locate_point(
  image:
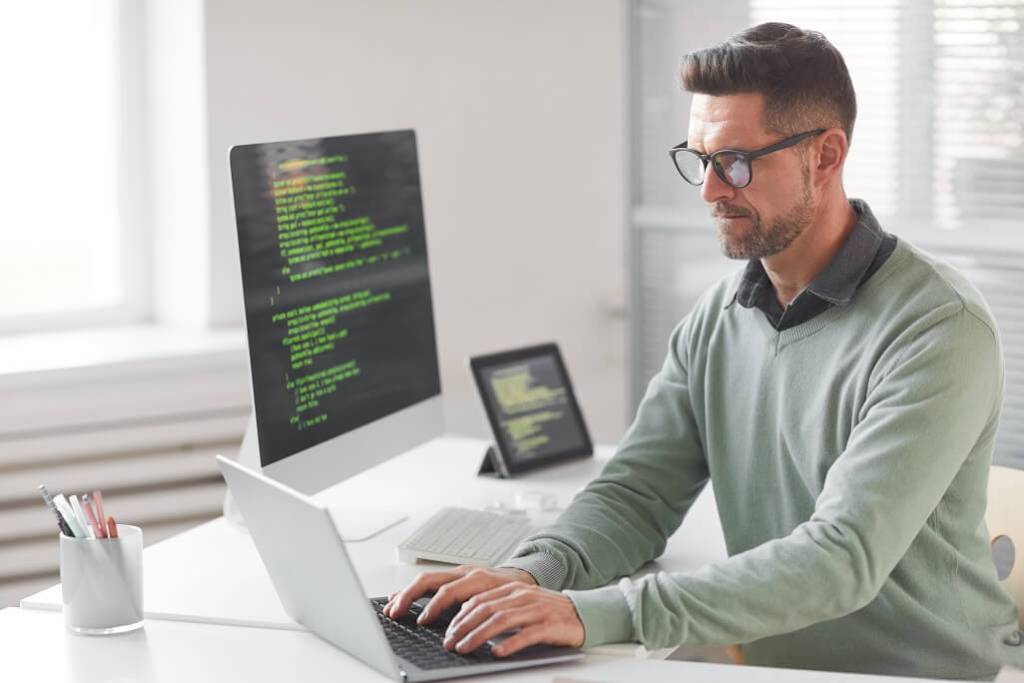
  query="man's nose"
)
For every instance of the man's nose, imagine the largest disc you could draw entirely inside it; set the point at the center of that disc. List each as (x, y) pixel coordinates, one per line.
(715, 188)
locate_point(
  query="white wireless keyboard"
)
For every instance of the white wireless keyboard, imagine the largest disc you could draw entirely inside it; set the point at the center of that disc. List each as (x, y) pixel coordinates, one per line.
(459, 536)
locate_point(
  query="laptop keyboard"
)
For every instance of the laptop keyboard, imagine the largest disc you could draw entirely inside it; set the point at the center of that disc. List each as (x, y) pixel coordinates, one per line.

▶ **Aim**
Every line should be retyped exactly, with the pictures omitted.

▶ **Solved problem**
locate_point(
  image:
  query="man's nose"
)
For every instance of the man's nose, imagine the largest disc you could draw entirely inside it; set the point at the center of that disc. List each as (x, y) pixel coordinates, one per line.
(715, 188)
locate_point(
  query="white wireless keyboard"
)
For every instance of the white wireless keyboard, imagine the largest disc you could draw entirely inside it; set the point at the center of that disc. List each as (x, y) pixel coordinates, one per line.
(459, 536)
locate_point(
  query="laptop keyboard"
)
For every instance of the laptop keyboard, imagine the largest disc you could draw entirely inside it; set the point at the center of that disc. List each as (x, y) pixel coordinates, one per line.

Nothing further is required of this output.